## Exercise objective
Count the lines below that contain the string "cliff". Reply with that number alone.
* START Dataset entries *
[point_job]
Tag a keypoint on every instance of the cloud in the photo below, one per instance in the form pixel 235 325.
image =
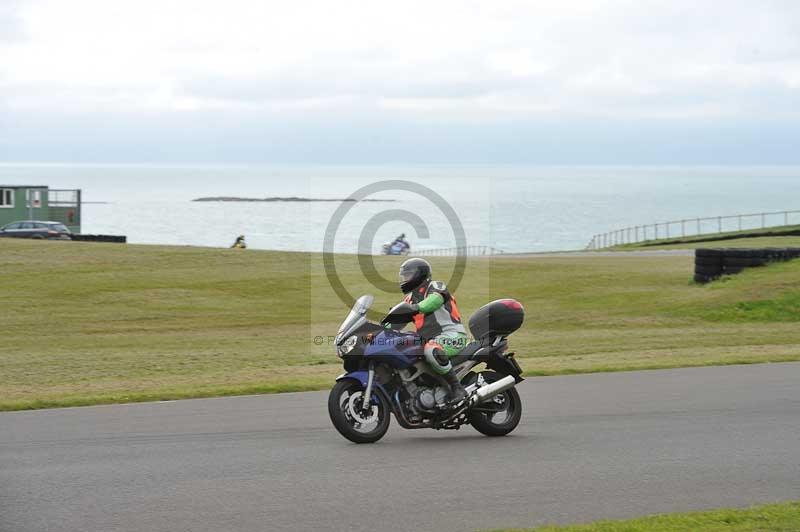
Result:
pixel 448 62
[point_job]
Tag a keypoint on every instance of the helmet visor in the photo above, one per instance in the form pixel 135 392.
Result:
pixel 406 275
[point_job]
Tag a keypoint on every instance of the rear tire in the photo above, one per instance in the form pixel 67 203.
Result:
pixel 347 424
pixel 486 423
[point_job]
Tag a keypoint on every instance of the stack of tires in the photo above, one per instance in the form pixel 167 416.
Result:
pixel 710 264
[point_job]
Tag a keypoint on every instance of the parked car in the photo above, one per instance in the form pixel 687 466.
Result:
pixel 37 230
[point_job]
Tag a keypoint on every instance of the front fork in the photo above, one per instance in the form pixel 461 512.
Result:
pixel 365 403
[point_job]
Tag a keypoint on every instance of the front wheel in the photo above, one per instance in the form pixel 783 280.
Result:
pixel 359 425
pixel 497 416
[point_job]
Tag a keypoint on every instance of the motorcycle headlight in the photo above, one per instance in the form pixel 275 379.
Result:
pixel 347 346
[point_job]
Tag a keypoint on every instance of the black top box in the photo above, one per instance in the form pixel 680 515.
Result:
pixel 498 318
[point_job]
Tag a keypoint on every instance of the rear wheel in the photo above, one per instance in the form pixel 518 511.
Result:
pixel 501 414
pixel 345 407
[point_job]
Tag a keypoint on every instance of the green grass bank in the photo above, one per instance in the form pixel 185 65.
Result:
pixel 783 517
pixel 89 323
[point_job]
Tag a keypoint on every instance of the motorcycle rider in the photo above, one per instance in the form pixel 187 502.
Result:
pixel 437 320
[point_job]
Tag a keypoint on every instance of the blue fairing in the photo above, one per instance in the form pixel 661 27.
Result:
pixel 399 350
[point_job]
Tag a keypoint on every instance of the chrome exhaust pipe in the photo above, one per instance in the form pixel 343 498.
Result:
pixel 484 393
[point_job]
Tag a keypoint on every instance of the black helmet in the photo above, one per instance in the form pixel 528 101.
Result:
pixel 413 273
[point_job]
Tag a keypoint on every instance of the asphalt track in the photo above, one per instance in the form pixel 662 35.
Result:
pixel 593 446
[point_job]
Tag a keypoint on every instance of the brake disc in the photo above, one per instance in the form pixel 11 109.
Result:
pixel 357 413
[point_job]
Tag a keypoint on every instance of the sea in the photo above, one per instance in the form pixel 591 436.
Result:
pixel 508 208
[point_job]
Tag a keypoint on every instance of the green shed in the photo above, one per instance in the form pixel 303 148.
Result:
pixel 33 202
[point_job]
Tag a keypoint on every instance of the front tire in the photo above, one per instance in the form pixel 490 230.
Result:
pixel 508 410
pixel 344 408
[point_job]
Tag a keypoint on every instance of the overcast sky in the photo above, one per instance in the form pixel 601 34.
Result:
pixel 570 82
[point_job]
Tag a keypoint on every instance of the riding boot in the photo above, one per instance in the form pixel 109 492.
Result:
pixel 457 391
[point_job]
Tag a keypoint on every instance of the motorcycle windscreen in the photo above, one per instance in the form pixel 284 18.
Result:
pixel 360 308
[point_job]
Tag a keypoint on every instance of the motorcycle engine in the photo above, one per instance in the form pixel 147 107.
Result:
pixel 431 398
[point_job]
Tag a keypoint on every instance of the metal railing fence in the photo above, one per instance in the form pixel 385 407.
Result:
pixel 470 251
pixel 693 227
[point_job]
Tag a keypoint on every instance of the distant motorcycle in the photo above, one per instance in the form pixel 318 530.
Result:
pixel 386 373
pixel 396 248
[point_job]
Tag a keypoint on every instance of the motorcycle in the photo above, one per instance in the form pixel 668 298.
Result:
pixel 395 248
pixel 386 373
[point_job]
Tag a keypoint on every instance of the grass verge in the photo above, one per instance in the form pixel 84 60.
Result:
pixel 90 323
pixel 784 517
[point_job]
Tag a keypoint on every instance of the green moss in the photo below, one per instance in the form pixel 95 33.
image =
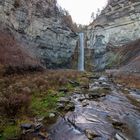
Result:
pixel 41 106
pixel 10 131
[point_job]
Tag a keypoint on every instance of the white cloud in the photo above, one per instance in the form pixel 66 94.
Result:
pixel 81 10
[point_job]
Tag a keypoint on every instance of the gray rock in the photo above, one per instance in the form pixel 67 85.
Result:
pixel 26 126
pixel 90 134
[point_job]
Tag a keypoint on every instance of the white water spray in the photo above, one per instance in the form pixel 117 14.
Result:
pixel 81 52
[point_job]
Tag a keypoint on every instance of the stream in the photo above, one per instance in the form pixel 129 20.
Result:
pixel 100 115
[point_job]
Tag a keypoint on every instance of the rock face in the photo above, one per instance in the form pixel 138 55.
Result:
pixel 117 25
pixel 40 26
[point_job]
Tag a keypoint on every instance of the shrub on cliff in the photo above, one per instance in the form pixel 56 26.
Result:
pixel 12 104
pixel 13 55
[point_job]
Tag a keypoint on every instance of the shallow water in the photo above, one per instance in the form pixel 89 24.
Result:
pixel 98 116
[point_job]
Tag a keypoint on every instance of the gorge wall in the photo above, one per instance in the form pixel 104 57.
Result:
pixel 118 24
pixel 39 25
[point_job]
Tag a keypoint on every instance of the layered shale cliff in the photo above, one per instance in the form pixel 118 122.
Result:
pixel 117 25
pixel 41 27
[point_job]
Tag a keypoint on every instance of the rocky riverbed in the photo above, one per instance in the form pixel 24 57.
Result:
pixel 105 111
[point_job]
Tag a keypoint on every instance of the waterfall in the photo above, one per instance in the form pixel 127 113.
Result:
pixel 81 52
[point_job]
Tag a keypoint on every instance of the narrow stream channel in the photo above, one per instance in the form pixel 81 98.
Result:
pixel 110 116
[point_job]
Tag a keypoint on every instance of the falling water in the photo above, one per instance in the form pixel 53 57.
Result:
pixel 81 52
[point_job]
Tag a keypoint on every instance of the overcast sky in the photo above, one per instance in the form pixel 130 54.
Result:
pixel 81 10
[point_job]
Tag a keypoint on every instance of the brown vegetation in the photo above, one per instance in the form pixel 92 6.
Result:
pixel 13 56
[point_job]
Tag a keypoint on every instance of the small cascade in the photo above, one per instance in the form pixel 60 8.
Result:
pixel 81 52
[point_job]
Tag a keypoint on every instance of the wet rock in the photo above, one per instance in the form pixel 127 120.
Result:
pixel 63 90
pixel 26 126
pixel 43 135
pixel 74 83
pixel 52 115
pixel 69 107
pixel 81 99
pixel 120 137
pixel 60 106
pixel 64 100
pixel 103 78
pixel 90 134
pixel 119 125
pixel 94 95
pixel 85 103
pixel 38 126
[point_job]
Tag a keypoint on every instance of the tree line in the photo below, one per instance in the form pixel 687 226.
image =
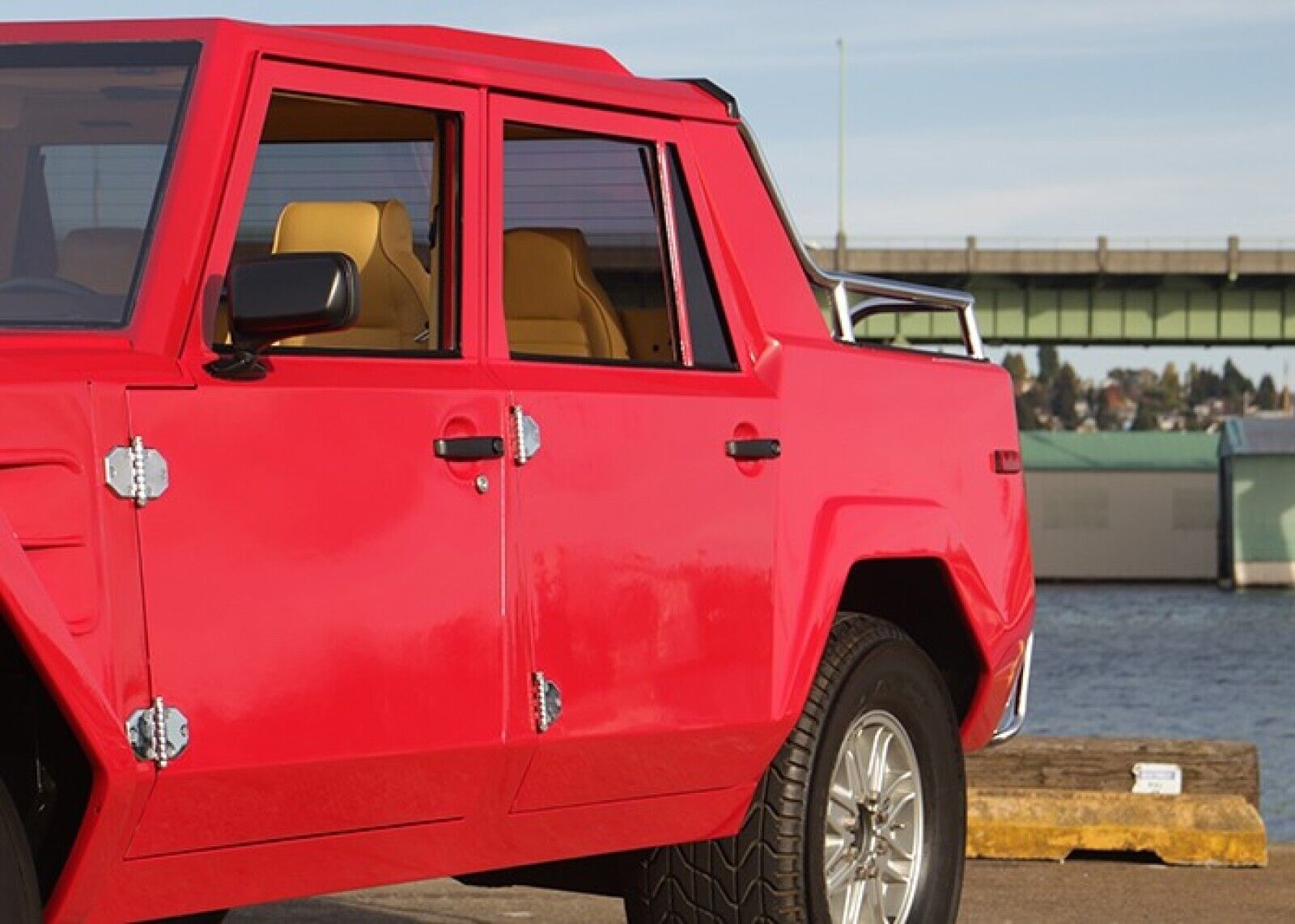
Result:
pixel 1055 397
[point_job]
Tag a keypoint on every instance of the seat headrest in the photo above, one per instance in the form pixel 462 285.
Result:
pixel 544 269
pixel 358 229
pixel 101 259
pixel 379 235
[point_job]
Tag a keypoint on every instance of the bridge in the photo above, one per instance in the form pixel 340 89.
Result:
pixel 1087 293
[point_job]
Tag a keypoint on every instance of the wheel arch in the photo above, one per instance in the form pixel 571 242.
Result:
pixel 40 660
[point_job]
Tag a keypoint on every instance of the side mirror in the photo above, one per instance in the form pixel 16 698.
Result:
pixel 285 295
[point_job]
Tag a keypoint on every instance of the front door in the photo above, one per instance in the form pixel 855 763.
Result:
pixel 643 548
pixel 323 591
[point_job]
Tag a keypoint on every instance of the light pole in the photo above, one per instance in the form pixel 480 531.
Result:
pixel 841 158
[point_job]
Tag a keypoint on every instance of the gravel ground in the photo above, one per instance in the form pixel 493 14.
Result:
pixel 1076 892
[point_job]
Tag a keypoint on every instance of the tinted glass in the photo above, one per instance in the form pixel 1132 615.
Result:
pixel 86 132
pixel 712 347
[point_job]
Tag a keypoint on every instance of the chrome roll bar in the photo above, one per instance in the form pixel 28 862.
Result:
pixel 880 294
* END Dataset entries *
* START Dataset entries *
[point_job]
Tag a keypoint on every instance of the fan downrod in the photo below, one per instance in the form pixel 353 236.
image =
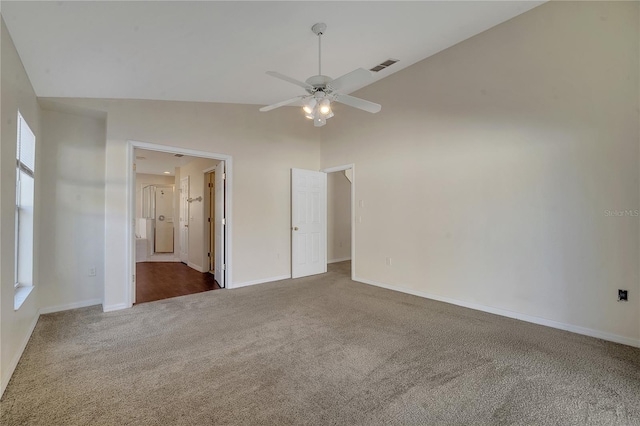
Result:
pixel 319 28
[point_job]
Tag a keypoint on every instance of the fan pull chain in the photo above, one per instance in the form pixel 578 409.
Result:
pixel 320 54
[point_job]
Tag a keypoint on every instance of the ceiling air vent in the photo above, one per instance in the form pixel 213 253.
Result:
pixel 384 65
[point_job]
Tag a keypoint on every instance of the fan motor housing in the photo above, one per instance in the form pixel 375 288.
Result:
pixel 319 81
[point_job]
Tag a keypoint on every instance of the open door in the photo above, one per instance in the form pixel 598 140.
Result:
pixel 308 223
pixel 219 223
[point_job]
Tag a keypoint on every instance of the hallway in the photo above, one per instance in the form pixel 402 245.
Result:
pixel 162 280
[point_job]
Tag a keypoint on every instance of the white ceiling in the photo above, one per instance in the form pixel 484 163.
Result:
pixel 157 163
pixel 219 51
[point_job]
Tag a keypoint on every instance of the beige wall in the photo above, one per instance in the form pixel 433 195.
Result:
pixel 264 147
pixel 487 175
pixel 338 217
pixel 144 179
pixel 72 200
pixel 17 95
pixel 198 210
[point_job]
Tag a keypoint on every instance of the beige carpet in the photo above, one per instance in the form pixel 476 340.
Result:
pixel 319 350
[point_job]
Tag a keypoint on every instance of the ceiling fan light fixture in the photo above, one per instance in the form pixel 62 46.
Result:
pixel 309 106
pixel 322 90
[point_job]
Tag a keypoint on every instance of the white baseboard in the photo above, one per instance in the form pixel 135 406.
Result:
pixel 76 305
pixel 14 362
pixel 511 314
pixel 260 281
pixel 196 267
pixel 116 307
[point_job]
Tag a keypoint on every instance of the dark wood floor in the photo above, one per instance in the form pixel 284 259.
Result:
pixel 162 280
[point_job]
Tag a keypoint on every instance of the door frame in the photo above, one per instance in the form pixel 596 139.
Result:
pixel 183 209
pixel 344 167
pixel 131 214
* END Dataset entries *
## Exercise output
2